* _EXERCISE_:
Gather every line of the data below that contains the string "sleeve", copying each such line in full. Treat the match as case-sensitive.

* _MATERIAL SHOWN_:
*-*-*
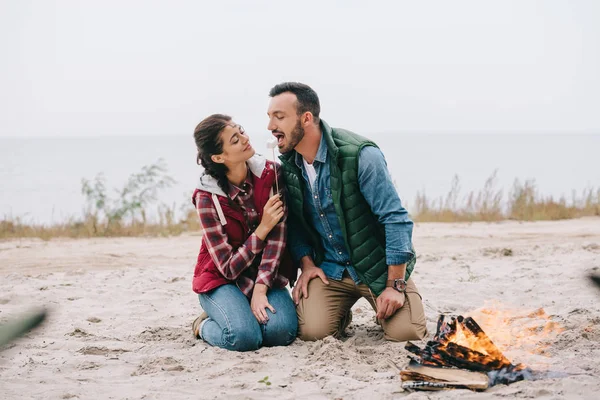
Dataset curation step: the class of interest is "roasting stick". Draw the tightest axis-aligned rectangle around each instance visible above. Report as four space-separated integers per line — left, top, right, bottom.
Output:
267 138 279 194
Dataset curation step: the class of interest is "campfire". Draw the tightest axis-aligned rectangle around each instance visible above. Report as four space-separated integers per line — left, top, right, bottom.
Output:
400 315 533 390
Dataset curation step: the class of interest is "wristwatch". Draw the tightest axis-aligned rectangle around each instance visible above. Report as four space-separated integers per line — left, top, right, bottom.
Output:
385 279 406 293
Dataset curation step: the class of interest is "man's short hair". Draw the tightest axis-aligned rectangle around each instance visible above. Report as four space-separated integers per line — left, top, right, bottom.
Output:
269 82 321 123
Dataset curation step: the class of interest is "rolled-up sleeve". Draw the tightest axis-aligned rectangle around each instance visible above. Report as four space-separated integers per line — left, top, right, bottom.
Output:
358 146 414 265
*-*-*
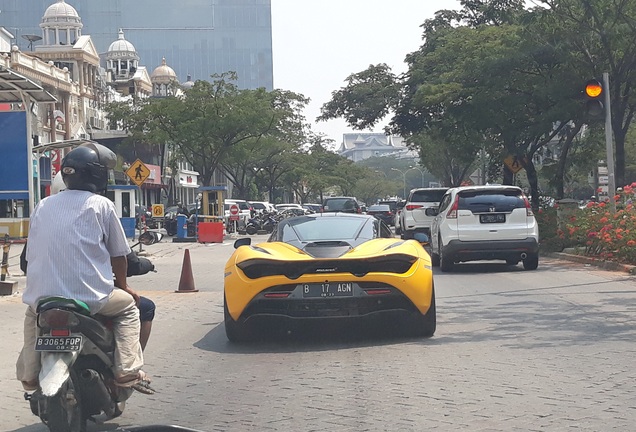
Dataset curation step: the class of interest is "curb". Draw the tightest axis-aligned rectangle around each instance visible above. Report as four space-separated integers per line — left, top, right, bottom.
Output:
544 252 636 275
*-*-*
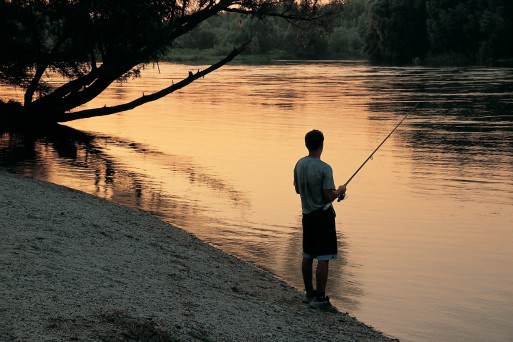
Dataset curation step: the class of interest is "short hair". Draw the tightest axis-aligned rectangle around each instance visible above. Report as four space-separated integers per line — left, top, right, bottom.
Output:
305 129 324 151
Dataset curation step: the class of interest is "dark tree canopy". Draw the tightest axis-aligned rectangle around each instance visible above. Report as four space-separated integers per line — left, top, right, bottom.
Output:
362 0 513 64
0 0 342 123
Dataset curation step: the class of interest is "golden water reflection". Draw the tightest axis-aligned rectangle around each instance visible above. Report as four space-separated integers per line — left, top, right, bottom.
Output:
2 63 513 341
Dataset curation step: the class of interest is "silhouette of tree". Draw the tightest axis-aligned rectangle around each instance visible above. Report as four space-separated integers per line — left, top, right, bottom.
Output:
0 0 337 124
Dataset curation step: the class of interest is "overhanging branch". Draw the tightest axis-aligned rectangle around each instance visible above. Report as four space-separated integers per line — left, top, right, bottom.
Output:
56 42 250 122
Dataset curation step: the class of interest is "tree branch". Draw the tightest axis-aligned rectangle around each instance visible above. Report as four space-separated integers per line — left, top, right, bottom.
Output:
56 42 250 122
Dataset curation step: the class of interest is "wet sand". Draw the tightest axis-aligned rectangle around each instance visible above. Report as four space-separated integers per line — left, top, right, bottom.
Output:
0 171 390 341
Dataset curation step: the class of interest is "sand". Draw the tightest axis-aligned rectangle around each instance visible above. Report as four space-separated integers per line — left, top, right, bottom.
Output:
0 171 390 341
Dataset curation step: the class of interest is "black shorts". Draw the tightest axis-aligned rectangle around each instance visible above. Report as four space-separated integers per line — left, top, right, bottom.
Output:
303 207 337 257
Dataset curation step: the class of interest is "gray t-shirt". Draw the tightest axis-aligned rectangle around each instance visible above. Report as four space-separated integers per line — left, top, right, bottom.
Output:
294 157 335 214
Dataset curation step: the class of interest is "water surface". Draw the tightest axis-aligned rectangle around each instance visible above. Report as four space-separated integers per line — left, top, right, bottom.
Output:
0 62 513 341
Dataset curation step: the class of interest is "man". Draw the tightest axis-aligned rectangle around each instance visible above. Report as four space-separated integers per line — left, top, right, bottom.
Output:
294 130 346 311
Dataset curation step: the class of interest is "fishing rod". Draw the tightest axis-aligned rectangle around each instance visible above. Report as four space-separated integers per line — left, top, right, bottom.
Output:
*-*-*
* _COMPLETE ANSWER_:
Dataset curation step: the class of interest is "rolled-up sleeve". Draw the tightest axis-aligned rectangle around each instance visible above. Report as four space-separated integers per line — left, top, right, bottom.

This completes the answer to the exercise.